◆ TEXTABSCHNITT

Zwei Männer stehen an einer Litfaßsäule und unterhalten sich über ein Plakat, das dort angeklebt war. Einer war völlig fasziniert von der experimentellen großen Schrift dieses Werks, der andere verdrehte die Augen und sagte: »Scheußlich, da bekomme ich Kreislauf, wenn ich das sehe«. Was war hier los? Hatte der Plakatdesigner keine Augen im Kopf oder hat einer der beiden Betrachter schlicht keinen Geschmack? Weder noch.
Beide haben recht. Denn jeder von ihnen hat seine persönliche Kategorie für Schönheit. Innerhalb ihrer eigenen Welt war dieses Plakat eben wunderschön oder halt scheußlich. Und der Designer war auch kein Dilettant, sondern –nach meinem Urteil– richtig gut. Vielmehr wollte dieses Plakat offensichtlich nur einen der beiden ansprechen. In diesem Blogbeitrag nehme ich es als Parade-Beispiel für zielgruppenorientierte Gestaltung.
Muss Ihr Design von allen gemocht werden?
Viele Produkte und Angebote haben eine so hohe Qualität, dass es rein objektiv keinen Unterschied gibt. Hier wird Design überlebenswichtig: Wie gestalte ich mein Produkt so, dass mein Zielkunde es auf Anhieb sympathisch findet?
Wer hier versucht »Everybody’s Darling« zu sein, wird nicht erfolgreich verkaufen. Ein Design, das allen gefallen soll, wird zwangsläufig austauschbar und leider nicht merk-würdig wie das oben genannte Plakat. Ein wirklich geschärftes, zielgerichtetes Design konzentriert sich auf eine Kernzielgruppe, die man zum Beispiel durch Alter, Einkommen, Hobbies und Beruf definieren kann. Wer so gezielt visuell kommuniziert, kann sich nicht auf alle Zielgruppen gleichermaßen einstellen. Deswegen sollte das Plakat den einen eher ansprechen als den anderen, denn offensichtlich sind es sehr unterschiedliche Personen mit unterschiedlichen Vorlieben.
Für wen genau ist Ihr Design eigentlich?

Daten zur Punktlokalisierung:
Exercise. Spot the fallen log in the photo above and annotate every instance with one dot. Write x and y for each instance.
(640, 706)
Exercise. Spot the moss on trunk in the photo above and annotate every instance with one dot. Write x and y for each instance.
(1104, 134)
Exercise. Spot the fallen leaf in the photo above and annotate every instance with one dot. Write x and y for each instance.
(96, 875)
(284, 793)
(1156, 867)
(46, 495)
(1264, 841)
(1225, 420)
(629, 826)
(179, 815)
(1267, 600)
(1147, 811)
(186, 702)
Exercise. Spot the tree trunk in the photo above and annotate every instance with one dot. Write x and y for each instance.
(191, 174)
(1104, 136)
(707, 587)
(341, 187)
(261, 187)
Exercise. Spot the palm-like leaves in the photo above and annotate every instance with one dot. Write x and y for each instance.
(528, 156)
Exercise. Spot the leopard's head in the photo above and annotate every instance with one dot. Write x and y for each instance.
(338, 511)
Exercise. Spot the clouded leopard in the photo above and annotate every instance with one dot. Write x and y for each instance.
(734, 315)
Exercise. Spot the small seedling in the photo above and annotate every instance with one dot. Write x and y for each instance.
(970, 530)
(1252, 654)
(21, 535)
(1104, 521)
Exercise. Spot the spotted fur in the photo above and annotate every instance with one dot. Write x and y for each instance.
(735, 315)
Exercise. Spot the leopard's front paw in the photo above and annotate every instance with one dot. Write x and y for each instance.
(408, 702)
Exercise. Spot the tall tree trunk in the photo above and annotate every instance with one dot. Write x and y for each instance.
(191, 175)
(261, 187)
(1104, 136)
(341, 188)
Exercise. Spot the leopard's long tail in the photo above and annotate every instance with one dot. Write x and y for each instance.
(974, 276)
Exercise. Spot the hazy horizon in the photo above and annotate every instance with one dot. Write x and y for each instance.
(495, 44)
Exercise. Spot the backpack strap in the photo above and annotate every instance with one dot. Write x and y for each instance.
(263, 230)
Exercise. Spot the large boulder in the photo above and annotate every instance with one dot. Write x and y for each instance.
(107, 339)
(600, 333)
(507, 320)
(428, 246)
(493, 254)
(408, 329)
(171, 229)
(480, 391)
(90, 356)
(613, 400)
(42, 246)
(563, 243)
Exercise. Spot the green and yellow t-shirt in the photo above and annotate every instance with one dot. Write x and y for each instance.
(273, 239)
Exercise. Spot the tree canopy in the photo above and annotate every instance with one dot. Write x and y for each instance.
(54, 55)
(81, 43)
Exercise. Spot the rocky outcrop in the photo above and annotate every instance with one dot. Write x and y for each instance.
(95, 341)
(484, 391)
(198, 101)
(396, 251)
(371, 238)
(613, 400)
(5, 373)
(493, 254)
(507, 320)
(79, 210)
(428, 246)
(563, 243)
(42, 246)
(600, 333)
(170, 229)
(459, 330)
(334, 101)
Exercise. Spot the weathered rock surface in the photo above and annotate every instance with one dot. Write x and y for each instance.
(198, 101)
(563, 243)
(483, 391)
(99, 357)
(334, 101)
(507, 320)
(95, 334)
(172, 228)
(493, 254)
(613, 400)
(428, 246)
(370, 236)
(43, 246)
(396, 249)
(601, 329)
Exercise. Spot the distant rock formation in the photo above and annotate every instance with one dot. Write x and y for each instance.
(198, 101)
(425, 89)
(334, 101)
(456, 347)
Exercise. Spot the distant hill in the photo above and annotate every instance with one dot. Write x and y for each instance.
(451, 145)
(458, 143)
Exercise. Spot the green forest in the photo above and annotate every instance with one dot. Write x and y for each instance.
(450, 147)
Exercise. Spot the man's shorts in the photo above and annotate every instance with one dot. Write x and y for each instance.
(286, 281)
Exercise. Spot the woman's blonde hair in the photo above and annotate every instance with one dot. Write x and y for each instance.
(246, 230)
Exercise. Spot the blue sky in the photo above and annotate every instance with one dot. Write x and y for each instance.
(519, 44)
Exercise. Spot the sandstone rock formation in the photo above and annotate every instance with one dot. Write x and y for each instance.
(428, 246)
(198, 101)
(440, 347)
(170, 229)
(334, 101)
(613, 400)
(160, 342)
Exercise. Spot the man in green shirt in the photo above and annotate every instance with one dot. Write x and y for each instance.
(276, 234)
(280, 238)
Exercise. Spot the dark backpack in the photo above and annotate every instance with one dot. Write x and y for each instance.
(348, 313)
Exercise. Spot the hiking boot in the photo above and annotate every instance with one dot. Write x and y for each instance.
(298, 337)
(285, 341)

◆ AUFGABE 1
Prüfen Sie, ob die Aussagen (a), (b) und (c) mit dem Text über zielgruppenorientierte Gestaltung übereinstimmen. Antworten Sie jeweils mit Ja oder Nein und zitieren Sie die entscheidenden Worte des Textes wörtlich.
(a) Beiden Männern gefiel das Plakat.
(b) Laut Text war der Designer des Plakats ein Dilettant.
(c) Eine Kernzielgruppe lässt sich unter anderem über Alter und Beruf bestimmen.
◆ AUFGABE 2
Beantworten Sie anhand des Textes über zielgruppenorientierte Gestaltung kurz die folgenden Fragen.
(a) Woran war das Plakat angeklebt?
(b) Was wird überlebenswichtig, wenn es zwischen Produkten rein objektiv keinen Unterschied gibt?
(c) Was wird ein Design, das allen gefallen soll, zwangsläufig?
◆ AUFGABE 3
Führen Sie den Text über zielgruppenorientierte Gestaltung im Anschluss an seine letzte Zeile fort.
Die Datensätze sind eigenständiges Material und haben mit dem Text nichts zu tun.

◆ ANTWORTFELD 1
(a) Nein: „Einer war völlig fasziniert von der experimentellen großen Schrift dieses Werks, der andere verdrehte die Augen und sagte: »Scheußlich, da bekomme ich Kreislauf, wenn ich das sehe«."
(b) Nein: „Und der Designer war auch kein Dilettant, sondern –nach meinem Urteil– richtig gut."
(c) Ja: „die man zum Beispiel durch Alter, Einkommen, Hobbies und Beruf definieren kann"

◆ ANTWORTFELD 2
(a) An einer Litfaßsäule.
(b) Das Design.
(c) Austauschbar.

◆ ANTWORTFELD 3
In meiner täglichen Arbeit höre ich dazu oft Kundenwünsche wie »geschmackvoll muss es aussehen« oder eine Anzeige soll »kreativ rüberkommen«. Ich frage dann immer für wen genau etwas als »geschmackvoll« gelten sollen. Denn wer beispielsweise oft in der städtischen Kunst- und Kulturszene unterwegs ist, wird ein anders geschultes Auge haben, als jemand, der seine Bilder im Baumarkt kauft. Was »geschmackvoll« oder »kreativ« ist würde hier sehr unterschiedlich und wahrscheinlich sogar widersprüchlich bewertet werden. Deswegen muss man seine Zielgruppe und ihre Sehgewohnheiten sehr ernst nehmen.
Wie wichtig ist Ihr persönlicher Geschmack als Auftraggeber?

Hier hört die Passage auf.